Umas página depois da outra, mais uma vez
* Por
Mara Narciso
“No tabuleiro da baiana tem
Vatapá, oi
Caruru
Mungunzá
Tem umbu
Pra ioiô”
(Ary Barroso)
Uma biblioteca, uma livraria, uma estante ou uma banca de livros usados.
Quanto saber e emoção se escondem naquelas páginas. E mais ainda quando a
escolha do que se vai ler tem o sabor da surpresa. O que vai ter lá? O que vou
encontrar? Terei oportunidade de levar o que achei ou terá outro pretendente?
Haverá disputa? Podem ser essas as primeiras emoções de uma visita a um escambo
de livros ou ao Segundo Escambo de Livros do Clube de Leitura Felicidade
Patrocínio.
Petrônio Braz, grande escritor, autor da obra prima “O Serrano de Pilão
Arcado: a Saga de Antônio Dó” está sentado a uma mesinha, à esquerda, adiante
da porta, onde postado está o segurança que distribui num folheto orientações
sobre como se dará o escambo. Haverá três tipos de trocas, entre pessoas, entre
pessoas e a banca e pessoa que compra da banca. Na chegada, Márcio Adriano de
Moraes e Petrônio Braz classificam diligente e rapidamente o livro de um a três
entregando fichas nas cores laranja, verde e vermelha, de acordo com a
graduação. Os livros são colocados em caixas e levados para o andar superior,
onde os mesmos serão expostos numa mesa, feito um tabuleiro, com toalha da cor
do valor da classificação. Quando subirem, os trocadores escolherão seu livro
no meio de centenas e, entregando sua ficha, ficará com o livro escolhido.
----
## Instruções da tarefa
Por favor, copie do texto sobre o escambo de livros o trecho que começa com as palavras "(Ary Barroso)" e termina em "terá outro pretendente?", trocando "estante" por "prateleira".

## Material fornecido
----
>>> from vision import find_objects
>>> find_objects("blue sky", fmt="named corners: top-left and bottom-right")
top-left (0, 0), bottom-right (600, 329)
----
## Resultado da tarefa
(Ary Barroso)
Uma biblioteca, uma livraria, uma prateleira ou uma banca de livros usados.
Quanto saber e emoção se escondem naquelas páginas. E mais ainda quando a
escolha do que se vai ler tem o sabor da surpresa. O que vai ter lá? O que vou
encontrar? Terei oportunidade de levar o que achei ou terá outro pretendente?